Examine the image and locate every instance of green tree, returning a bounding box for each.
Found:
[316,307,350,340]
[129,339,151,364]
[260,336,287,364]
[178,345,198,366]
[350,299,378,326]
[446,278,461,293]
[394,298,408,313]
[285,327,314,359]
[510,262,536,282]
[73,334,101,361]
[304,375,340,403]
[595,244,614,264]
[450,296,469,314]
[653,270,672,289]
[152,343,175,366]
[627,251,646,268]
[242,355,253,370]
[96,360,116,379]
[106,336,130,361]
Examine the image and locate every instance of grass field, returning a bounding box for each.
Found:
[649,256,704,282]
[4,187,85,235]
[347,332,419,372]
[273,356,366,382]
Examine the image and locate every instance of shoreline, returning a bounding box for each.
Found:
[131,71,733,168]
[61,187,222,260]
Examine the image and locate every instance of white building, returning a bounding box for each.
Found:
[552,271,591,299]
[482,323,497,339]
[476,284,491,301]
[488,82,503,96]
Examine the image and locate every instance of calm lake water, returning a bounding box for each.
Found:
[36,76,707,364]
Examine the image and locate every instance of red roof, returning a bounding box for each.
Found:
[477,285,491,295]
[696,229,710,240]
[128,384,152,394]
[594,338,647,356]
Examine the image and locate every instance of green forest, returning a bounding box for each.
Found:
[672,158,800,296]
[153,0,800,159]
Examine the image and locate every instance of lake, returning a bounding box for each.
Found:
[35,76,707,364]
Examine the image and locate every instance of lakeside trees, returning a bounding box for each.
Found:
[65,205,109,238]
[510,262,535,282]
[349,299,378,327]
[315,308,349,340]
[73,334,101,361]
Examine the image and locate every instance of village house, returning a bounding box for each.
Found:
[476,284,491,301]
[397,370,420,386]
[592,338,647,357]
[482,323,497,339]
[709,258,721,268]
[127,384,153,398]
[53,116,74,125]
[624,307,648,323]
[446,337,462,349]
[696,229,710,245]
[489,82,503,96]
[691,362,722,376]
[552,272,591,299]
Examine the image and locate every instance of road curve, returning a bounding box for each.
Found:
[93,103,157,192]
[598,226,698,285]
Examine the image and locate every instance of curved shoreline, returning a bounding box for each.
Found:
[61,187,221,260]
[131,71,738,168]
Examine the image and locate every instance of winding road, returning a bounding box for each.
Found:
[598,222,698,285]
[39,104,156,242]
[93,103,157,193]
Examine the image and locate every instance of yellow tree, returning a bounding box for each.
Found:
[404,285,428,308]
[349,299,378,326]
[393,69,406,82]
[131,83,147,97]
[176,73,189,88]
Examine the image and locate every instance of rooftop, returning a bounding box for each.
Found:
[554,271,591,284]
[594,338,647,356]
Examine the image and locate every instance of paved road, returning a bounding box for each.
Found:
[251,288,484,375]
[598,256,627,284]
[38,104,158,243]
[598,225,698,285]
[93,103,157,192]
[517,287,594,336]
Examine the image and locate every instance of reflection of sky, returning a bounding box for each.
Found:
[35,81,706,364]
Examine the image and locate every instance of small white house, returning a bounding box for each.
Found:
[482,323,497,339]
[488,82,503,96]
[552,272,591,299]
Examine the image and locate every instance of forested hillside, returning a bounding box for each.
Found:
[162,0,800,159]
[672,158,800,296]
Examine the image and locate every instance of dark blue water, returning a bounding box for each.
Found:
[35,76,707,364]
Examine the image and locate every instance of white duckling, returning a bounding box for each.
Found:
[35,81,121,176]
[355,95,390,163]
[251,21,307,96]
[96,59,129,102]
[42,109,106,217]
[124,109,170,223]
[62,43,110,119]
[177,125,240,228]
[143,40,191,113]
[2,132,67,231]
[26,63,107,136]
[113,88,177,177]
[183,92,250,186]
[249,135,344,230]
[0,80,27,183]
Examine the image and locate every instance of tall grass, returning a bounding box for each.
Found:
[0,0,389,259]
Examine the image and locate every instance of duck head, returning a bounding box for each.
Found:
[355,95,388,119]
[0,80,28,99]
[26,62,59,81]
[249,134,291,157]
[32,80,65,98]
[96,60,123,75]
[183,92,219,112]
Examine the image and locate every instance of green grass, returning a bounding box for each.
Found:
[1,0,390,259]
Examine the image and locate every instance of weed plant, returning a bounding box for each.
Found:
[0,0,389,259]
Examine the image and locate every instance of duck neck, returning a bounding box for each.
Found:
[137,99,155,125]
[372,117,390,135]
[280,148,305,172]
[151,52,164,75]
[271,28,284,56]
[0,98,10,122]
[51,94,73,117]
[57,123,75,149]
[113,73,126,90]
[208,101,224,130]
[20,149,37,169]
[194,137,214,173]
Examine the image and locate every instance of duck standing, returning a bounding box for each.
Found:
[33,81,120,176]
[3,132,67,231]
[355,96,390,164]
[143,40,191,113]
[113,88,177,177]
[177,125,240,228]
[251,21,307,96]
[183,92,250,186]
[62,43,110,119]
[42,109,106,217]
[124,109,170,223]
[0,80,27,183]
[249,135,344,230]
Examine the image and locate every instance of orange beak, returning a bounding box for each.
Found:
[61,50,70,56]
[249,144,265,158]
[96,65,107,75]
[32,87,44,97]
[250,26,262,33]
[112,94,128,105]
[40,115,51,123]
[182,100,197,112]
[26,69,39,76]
****************
▶ **Task item**
Report every line of the material above in which "road" appears.

▶ **Task solution**
Examine the image and locate every instance of road curve, returning a bounding box for each.
Examine the image and locate every instance of winding road, returning a bounding box for each.
Examine the image and locate every instance of paved road, returning a bounding box for each.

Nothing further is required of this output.